• [Task details] In the article on music's positive effects, which clinical psychologist was asked to weigh in on the popular songs, and where is that psychologist located?

• [Passage provided]
+++++

Robert Pagliarini

I'm guessing that ever since the first caveman banged two rocks together and hummed a tune, music has been blamed for corrupting our youth. For example, music has been linked with alcohol abuse, contributing to violence and increasing sexual promiscuity, among other transgressions. Musicians from Elvis to Ice T to Marilyn Manson have been criticized for the effect their music has on kids. But, as any radio listener who has sung along at the top of their lungs can attest, music can stir the soul. It can give you energy, a purpose, and it can unite a generation behind an idea or cause. Headlines focus on the deleterious effects of music, but there is a powerful positive force that deserves equal attention.

Music isn't just for entertainment; it can also be a tool to create energy and promote health. The American Music Therapy Association says music therapy can promote wellness, manage stress, alleviate pain, express feelings, enhance memory, improve communication and promote physical rehabilitation. Music therapy is also used to improve neural plasticity, which allows the brain to rewire around injured areas.

But if you haven't suffered a brain injury, can you still use music to live a richer life? Three of the biggest pop stars today -- Lady Gaga, Katy Perry and Pink -- have hit songs with lyrics that could have been ripped from the self-help section at your local bookstore. The question is, can listening to pop stars as they espouse pop psychology be therapeutic? My gut says yes. I contacted Dr. Marc Skelton, a clinical psychologist in Laguna Niguel, Calif., to weigh in on three of the most popular songs on the radio today:

Lady Gaga -- "Born This Way"

According to Dr. Skelton, this hit song "contains lyrics reflecting how a parent can instill confidence in a child, which is very positive. She also promotes self-acceptance through lines such as 'Just love yourself and you're set.' These messages are affirming to an adolescent who is trying to find their way in a complex world."

+++++

• [Information shown]
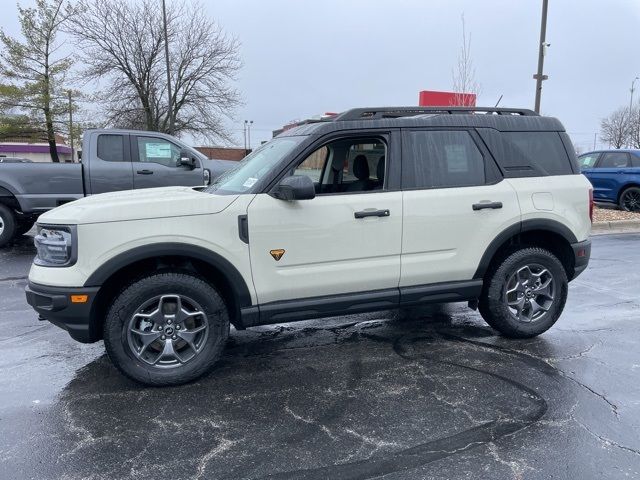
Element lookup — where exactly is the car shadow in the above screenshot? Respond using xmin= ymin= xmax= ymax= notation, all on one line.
xmin=41 ymin=307 xmax=573 ymax=479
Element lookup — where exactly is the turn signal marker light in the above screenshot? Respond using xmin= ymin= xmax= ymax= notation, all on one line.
xmin=71 ymin=295 xmax=89 ymax=303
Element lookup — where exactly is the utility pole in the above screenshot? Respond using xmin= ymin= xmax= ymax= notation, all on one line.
xmin=67 ymin=90 xmax=75 ymax=162
xmin=162 ymin=0 xmax=173 ymax=135
xmin=629 ymin=77 xmax=640 ymax=111
xmin=533 ymin=0 xmax=550 ymax=113
xmin=242 ymin=120 xmax=249 ymax=155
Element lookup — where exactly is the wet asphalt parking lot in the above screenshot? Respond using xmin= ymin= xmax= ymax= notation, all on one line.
xmin=0 ymin=234 xmax=640 ymax=479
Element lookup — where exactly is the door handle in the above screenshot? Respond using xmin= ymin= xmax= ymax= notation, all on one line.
xmin=353 ymin=209 xmax=391 ymax=218
xmin=471 ymin=202 xmax=502 ymax=210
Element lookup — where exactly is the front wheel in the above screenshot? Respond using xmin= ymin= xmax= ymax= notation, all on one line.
xmin=620 ymin=187 xmax=640 ymax=212
xmin=479 ymin=248 xmax=569 ymax=338
xmin=104 ymin=273 xmax=229 ymax=386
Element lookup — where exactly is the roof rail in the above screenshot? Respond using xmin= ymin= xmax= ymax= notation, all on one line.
xmin=330 ymin=107 xmax=538 ymax=121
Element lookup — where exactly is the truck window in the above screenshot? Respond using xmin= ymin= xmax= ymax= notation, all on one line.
xmin=503 ymin=132 xmax=573 ymax=175
xmin=402 ymin=130 xmax=486 ymax=188
xmin=596 ymin=152 xmax=631 ymax=168
xmin=138 ymin=137 xmax=180 ymax=167
xmin=98 ymin=135 xmax=125 ymax=162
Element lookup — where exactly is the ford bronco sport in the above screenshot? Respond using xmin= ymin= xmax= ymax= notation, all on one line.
xmin=26 ymin=107 xmax=592 ymax=385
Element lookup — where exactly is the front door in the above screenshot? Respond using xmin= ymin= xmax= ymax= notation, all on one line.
xmin=132 ymin=135 xmax=204 ymax=188
xmin=247 ymin=132 xmax=402 ymax=304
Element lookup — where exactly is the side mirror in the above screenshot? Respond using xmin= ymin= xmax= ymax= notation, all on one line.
xmin=178 ymin=149 xmax=196 ymax=170
xmin=271 ymin=175 xmax=316 ymax=201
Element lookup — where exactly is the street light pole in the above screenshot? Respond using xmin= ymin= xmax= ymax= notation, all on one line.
xmin=162 ymin=0 xmax=173 ymax=135
xmin=629 ymin=77 xmax=640 ymax=114
xmin=67 ymin=90 xmax=75 ymax=162
xmin=242 ymin=120 xmax=249 ymax=155
xmin=533 ymin=0 xmax=549 ymax=113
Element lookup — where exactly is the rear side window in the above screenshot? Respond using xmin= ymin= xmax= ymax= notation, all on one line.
xmin=402 ymin=130 xmax=485 ymax=188
xmin=596 ymin=152 xmax=631 ymax=168
xmin=98 ymin=135 xmax=125 ymax=162
xmin=502 ymin=132 xmax=573 ymax=175
xmin=578 ymin=153 xmax=600 ymax=168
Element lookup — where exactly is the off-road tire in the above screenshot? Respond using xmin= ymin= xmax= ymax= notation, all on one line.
xmin=478 ymin=247 xmax=569 ymax=338
xmin=0 ymin=204 xmax=16 ymax=247
xmin=104 ymin=272 xmax=229 ymax=387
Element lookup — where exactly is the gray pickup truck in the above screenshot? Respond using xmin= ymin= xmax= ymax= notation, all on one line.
xmin=0 ymin=129 xmax=237 ymax=247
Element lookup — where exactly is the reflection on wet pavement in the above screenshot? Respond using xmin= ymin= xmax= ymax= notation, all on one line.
xmin=0 ymin=235 xmax=640 ymax=479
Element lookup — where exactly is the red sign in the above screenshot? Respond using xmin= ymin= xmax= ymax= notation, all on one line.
xmin=418 ymin=90 xmax=476 ymax=107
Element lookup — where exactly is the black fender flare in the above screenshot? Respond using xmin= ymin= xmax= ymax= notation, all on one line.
xmin=473 ymin=218 xmax=578 ymax=279
xmin=84 ymin=243 xmax=251 ymax=308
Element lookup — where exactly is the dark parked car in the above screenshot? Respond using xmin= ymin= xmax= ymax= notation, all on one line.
xmin=0 ymin=129 xmax=237 ymax=247
xmin=578 ymin=150 xmax=640 ymax=212
xmin=0 ymin=157 xmax=32 ymax=163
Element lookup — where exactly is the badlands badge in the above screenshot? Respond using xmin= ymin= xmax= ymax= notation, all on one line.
xmin=269 ymin=248 xmax=284 ymax=262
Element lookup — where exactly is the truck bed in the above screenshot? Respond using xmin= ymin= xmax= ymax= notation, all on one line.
xmin=0 ymin=162 xmax=84 ymax=212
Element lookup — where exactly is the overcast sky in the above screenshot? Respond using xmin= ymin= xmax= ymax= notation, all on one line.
xmin=0 ymin=0 xmax=640 ymax=150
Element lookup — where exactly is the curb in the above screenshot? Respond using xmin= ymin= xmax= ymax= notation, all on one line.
xmin=591 ymin=220 xmax=640 ymax=235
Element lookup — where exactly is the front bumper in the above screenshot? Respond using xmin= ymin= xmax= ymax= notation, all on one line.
xmin=570 ymin=240 xmax=591 ymax=280
xmin=25 ymin=282 xmax=99 ymax=343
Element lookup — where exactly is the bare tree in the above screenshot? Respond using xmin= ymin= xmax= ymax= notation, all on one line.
xmin=452 ymin=14 xmax=481 ymax=106
xmin=71 ymin=0 xmax=241 ymax=140
xmin=600 ymin=107 xmax=630 ymax=148
xmin=0 ymin=0 xmax=74 ymax=162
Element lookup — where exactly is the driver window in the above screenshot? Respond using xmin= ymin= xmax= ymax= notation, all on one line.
xmin=138 ymin=137 xmax=180 ymax=167
xmin=292 ymin=138 xmax=387 ymax=194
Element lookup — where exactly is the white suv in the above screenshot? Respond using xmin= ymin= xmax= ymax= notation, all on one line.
xmin=27 ymin=107 xmax=592 ymax=385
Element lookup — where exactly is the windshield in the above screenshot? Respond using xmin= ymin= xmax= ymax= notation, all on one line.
xmin=204 ymin=136 xmax=306 ymax=194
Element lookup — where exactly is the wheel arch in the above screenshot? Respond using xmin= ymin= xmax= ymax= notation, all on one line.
xmin=84 ymin=243 xmax=251 ymax=340
xmin=0 ymin=185 xmax=20 ymax=210
xmin=473 ymin=219 xmax=578 ymax=280
xmin=616 ymin=181 xmax=640 ymax=205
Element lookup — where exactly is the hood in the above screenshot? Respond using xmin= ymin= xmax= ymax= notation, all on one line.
xmin=38 ymin=187 xmax=238 ymax=225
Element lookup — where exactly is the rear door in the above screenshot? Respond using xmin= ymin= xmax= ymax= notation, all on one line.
xmin=87 ymin=133 xmax=133 ymax=194
xmin=400 ymin=129 xmax=520 ymax=288
xmin=587 ymin=152 xmax=631 ymax=202
xmin=131 ymin=135 xmax=204 ymax=188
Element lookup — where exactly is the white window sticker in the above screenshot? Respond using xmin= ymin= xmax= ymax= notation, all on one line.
xmin=145 ymin=143 xmax=171 ymax=158
xmin=242 ymin=177 xmax=258 ymax=188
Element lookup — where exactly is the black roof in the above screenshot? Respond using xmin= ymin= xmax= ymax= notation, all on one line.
xmin=279 ymin=107 xmax=564 ymax=137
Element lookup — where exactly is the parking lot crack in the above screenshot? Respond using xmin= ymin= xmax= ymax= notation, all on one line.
xmin=284 ymin=405 xmax=337 ymax=440
xmin=571 ymin=415 xmax=640 ymax=455
xmin=194 ymin=438 xmax=238 ymax=480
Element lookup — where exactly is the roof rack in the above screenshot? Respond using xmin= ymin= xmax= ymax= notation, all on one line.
xmin=330 ymin=107 xmax=538 ymax=121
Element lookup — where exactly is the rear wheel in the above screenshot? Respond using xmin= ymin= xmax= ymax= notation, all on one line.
xmin=0 ymin=204 xmax=16 ymax=247
xmin=479 ymin=248 xmax=569 ymax=338
xmin=104 ymin=273 xmax=229 ymax=386
xmin=619 ymin=187 xmax=640 ymax=212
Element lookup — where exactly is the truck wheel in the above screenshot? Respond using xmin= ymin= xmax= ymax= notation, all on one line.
xmin=0 ymin=204 xmax=16 ymax=247
xmin=479 ymin=248 xmax=569 ymax=338
xmin=104 ymin=272 xmax=229 ymax=386
xmin=620 ymin=187 xmax=640 ymax=212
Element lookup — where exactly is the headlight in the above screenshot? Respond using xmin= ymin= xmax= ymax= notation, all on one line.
xmin=34 ymin=225 xmax=77 ymax=267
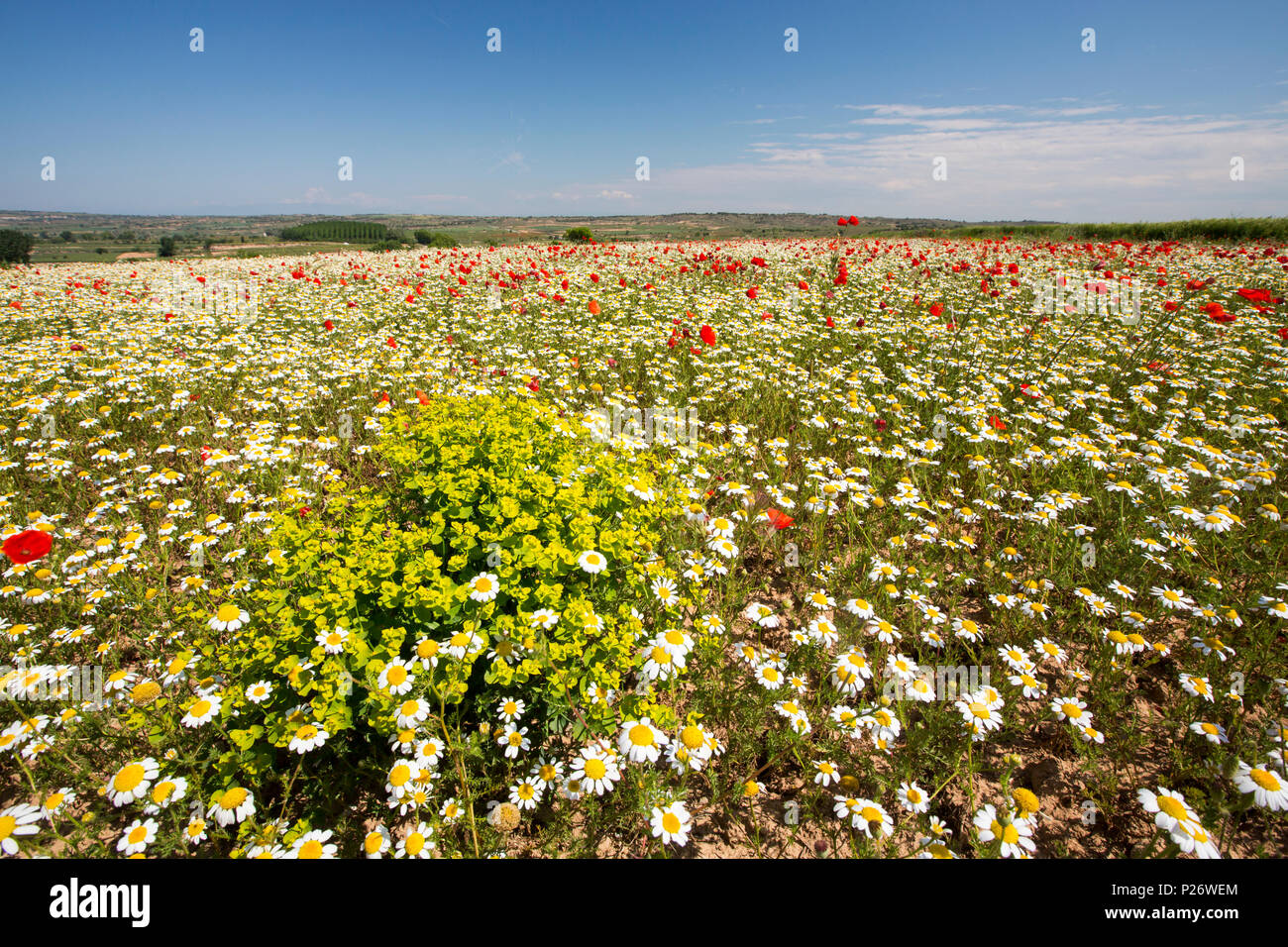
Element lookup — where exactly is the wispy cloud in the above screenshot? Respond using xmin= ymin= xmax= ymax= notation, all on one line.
xmin=610 ymin=100 xmax=1288 ymax=220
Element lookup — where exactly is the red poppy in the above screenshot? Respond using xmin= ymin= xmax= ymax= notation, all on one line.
xmin=765 ymin=506 xmax=796 ymax=530
xmin=1237 ymin=286 xmax=1274 ymax=303
xmin=4 ymin=530 xmax=54 ymax=565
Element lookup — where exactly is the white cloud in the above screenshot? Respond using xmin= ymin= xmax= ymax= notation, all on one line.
xmin=605 ymin=100 xmax=1288 ymax=222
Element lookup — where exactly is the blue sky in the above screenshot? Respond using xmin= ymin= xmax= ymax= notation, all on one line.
xmin=0 ymin=0 xmax=1288 ymax=222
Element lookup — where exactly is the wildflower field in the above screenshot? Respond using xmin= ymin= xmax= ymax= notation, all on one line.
xmin=0 ymin=236 xmax=1288 ymax=858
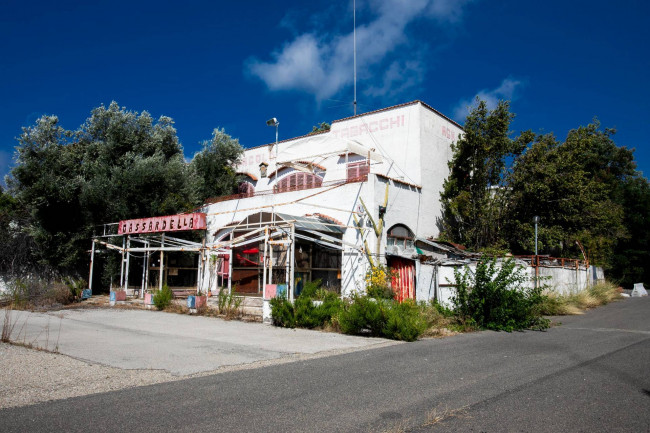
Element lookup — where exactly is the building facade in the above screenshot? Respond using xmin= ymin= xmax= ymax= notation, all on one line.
xmin=201 ymin=101 xmax=462 ymax=298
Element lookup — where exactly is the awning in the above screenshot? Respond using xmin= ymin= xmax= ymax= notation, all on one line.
xmin=276 ymin=134 xmax=383 ymax=165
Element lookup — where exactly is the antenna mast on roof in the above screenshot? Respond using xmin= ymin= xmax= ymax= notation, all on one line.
xmin=352 ymin=0 xmax=357 ymax=116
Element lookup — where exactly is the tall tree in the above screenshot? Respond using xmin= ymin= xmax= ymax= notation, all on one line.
xmin=507 ymin=122 xmax=635 ymax=267
xmin=8 ymin=102 xmax=197 ymax=272
xmin=441 ymin=99 xmax=532 ymax=249
xmin=191 ymin=128 xmax=244 ymax=202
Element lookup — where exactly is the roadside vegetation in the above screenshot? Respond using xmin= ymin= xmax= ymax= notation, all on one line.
xmin=271 ymin=259 xmax=620 ymax=341
xmin=0 ymin=277 xmax=88 ymax=310
xmin=540 ymin=282 xmax=621 ymax=316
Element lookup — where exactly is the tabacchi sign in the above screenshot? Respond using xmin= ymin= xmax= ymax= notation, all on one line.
xmin=117 ymin=213 xmax=206 ymax=235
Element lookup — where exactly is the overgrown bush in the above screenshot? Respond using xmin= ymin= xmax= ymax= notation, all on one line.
xmin=540 ymin=282 xmax=621 ymax=316
xmin=270 ymin=296 xmax=296 ymax=328
xmin=338 ymin=295 xmax=384 ymax=337
xmin=338 ymin=295 xmax=427 ymax=341
xmin=382 ymin=299 xmax=427 ymax=341
xmin=5 ymin=277 xmax=87 ymax=309
xmin=365 ymin=265 xmax=397 ymax=299
xmin=217 ymin=287 xmax=243 ymax=319
xmin=452 ymin=259 xmax=549 ymax=331
xmin=271 ymin=280 xmax=343 ymax=328
xmin=153 ymin=284 xmax=174 ymax=310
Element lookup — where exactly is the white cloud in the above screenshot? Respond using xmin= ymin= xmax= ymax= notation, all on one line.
xmin=245 ymin=0 xmax=472 ymax=101
xmin=454 ymin=77 xmax=526 ymax=121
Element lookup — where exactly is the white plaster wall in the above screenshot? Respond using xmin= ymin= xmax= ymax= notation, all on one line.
xmin=529 ymin=267 xmax=593 ymax=295
xmin=415 ymin=262 xmax=437 ymax=302
xmin=418 ymin=106 xmax=462 ymax=238
xmin=370 ymin=176 xmax=422 ymax=264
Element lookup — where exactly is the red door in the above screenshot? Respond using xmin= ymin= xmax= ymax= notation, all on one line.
xmin=388 ymin=257 xmax=415 ymax=302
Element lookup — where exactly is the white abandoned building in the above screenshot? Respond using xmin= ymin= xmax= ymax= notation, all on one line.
xmin=93 ymin=101 xmax=602 ymax=314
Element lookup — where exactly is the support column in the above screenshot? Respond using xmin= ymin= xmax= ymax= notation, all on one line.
xmin=142 ymin=241 xmax=151 ymax=297
xmin=140 ymin=242 xmax=149 ymax=298
xmin=158 ymin=233 xmax=165 ymax=290
xmin=262 ymin=227 xmax=269 ymax=299
xmin=287 ymin=223 xmax=296 ymax=302
xmin=120 ymin=236 xmax=126 ymax=289
xmin=124 ymin=236 xmax=131 ymax=292
xmin=88 ymin=239 xmax=95 ymax=295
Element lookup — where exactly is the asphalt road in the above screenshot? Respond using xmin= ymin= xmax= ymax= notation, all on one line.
xmin=5 ymin=298 xmax=650 ymax=432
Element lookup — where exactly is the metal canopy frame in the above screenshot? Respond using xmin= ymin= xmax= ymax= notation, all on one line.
xmin=89 ymin=212 xmax=363 ymax=301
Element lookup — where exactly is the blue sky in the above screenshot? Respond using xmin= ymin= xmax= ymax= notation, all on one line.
xmin=0 ymin=0 xmax=650 ymax=177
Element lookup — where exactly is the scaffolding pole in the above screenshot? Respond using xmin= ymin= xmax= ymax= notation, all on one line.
xmin=88 ymin=239 xmax=95 ymax=295
xmin=158 ymin=233 xmax=165 ymax=290
xmin=124 ymin=236 xmax=131 ymax=292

+++++

• [Response to this task] Dr. Marc Skelton, a clinical psychologist in Laguna Niguel, Calif.